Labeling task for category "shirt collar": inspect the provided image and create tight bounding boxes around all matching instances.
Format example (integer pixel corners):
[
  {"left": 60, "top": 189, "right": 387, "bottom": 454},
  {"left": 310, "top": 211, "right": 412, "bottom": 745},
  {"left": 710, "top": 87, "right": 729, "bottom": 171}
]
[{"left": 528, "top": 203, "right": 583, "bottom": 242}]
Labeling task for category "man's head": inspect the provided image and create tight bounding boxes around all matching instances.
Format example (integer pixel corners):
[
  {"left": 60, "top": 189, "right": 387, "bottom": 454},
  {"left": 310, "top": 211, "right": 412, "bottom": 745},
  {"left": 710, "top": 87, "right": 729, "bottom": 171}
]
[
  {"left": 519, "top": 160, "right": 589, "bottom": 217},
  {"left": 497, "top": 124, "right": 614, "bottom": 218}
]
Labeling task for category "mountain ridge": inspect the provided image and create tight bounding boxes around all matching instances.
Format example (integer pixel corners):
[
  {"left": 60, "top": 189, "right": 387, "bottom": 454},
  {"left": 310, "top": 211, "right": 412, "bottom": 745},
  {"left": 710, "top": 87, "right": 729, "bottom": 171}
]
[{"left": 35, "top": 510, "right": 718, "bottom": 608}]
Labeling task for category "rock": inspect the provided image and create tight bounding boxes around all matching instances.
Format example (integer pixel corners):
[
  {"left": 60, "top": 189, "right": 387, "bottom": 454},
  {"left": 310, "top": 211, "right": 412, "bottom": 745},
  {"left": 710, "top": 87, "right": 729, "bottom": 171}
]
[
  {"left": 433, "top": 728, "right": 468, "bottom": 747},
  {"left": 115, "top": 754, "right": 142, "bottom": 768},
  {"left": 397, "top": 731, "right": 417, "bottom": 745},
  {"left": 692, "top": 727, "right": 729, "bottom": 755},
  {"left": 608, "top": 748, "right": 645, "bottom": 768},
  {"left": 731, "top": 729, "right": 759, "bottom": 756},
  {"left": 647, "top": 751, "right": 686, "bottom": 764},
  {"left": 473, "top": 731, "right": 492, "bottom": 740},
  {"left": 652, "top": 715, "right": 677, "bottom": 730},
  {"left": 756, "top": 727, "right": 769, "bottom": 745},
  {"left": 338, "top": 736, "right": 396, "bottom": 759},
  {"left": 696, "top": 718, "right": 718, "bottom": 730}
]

· · · · ·

● **PROBLEM**
The whole listing above is to be copied exactly.

● **RESPONSE BELOW**
Labeling task for category "shirt collar": inspect the provided image and create tight bounding boxes around all matching instances.
Format example (integer pixel corners):
[
  {"left": 60, "top": 189, "right": 387, "bottom": 454},
  {"left": 310, "top": 211, "right": 412, "bottom": 745},
  {"left": 710, "top": 87, "right": 729, "bottom": 171}
]
[{"left": 528, "top": 203, "right": 583, "bottom": 242}]
Labeling task for category "man's head": inspect the provided image and create tight bounding boxes around all matching instances.
Format example (integer pixel corners):
[
  {"left": 60, "top": 189, "right": 387, "bottom": 454},
  {"left": 310, "top": 211, "right": 412, "bottom": 745},
  {"left": 710, "top": 87, "right": 729, "bottom": 171}
]
[
  {"left": 519, "top": 160, "right": 589, "bottom": 217},
  {"left": 497, "top": 124, "right": 614, "bottom": 218}
]
Labeling task for category "mountain ridge": inspect the provided image and create tight bounding boxes around all matching instances.
Format example (integer pixel corners):
[
  {"left": 60, "top": 189, "right": 387, "bottom": 454},
  {"left": 310, "top": 211, "right": 412, "bottom": 745},
  {"left": 710, "top": 87, "right": 729, "bottom": 171}
]
[{"left": 35, "top": 510, "right": 718, "bottom": 608}]
Labeling task for category "rock": inspect the provided image and create tight bounding boxes around all matching instances.
Format example (integer pixel corners):
[
  {"left": 60, "top": 189, "right": 387, "bottom": 454},
  {"left": 310, "top": 211, "right": 412, "bottom": 745},
  {"left": 710, "top": 87, "right": 729, "bottom": 171}
]
[
  {"left": 433, "top": 728, "right": 468, "bottom": 747},
  {"left": 115, "top": 754, "right": 142, "bottom": 768},
  {"left": 397, "top": 731, "right": 417, "bottom": 745},
  {"left": 692, "top": 727, "right": 729, "bottom": 755},
  {"left": 608, "top": 748, "right": 645, "bottom": 768},
  {"left": 731, "top": 729, "right": 759, "bottom": 756},
  {"left": 647, "top": 751, "right": 686, "bottom": 764},
  {"left": 473, "top": 731, "right": 492, "bottom": 740},
  {"left": 652, "top": 715, "right": 677, "bottom": 730},
  {"left": 756, "top": 727, "right": 769, "bottom": 745},
  {"left": 338, "top": 736, "right": 396, "bottom": 759},
  {"left": 696, "top": 718, "right": 718, "bottom": 730}
]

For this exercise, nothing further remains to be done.